# [PROBLEM TO WORK ON]
Omit the pictures, then write out every entry exactly as it reads.

# [INPUT DATA]

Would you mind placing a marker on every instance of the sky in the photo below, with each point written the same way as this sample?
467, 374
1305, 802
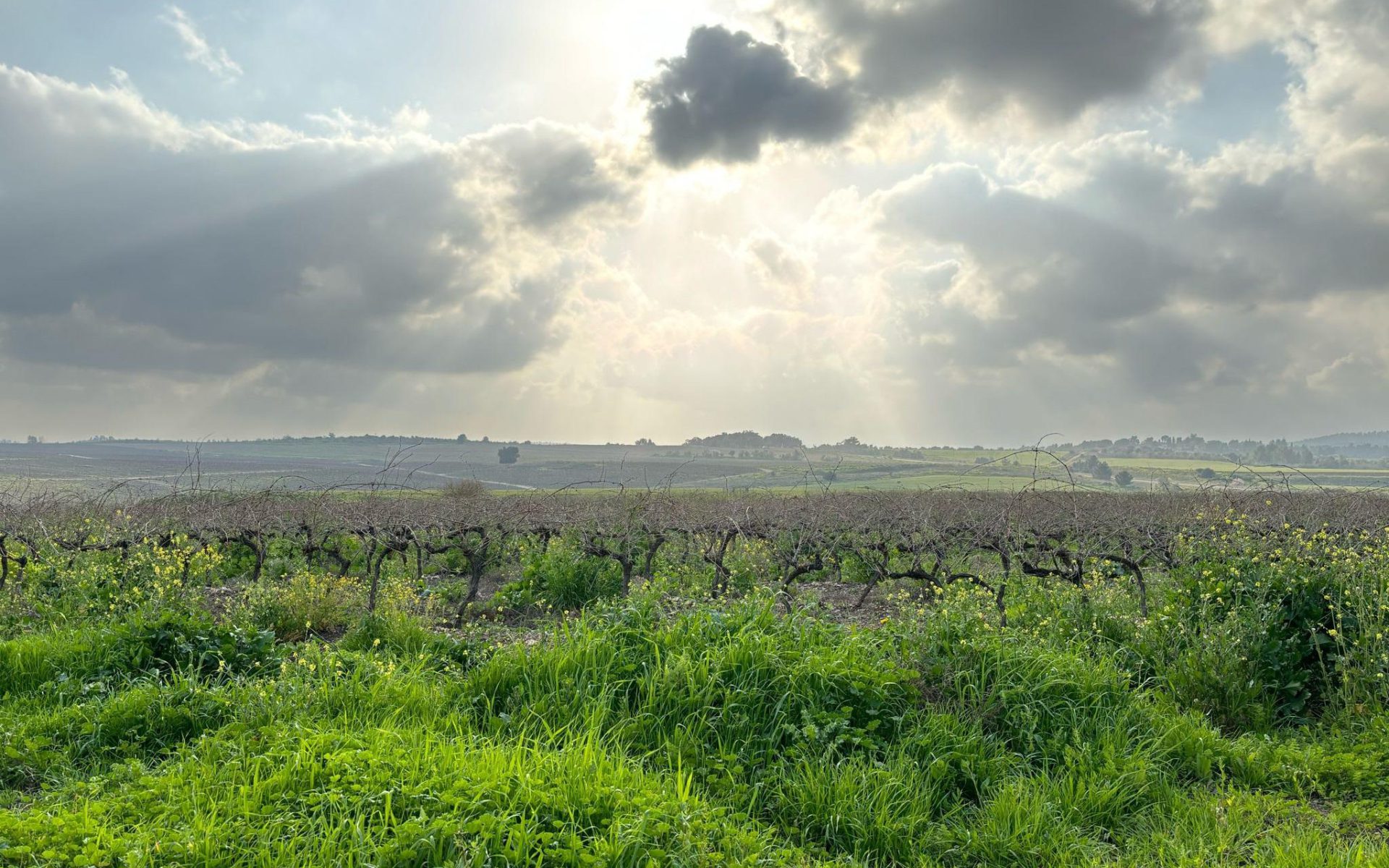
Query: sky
912, 221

# [EXPECTED OUTPUT]
Would you mind placing a marker on every instance of the sky in the photo below, with each point written the same way as this sample?
467, 374
1305, 802
Query: sky
912, 221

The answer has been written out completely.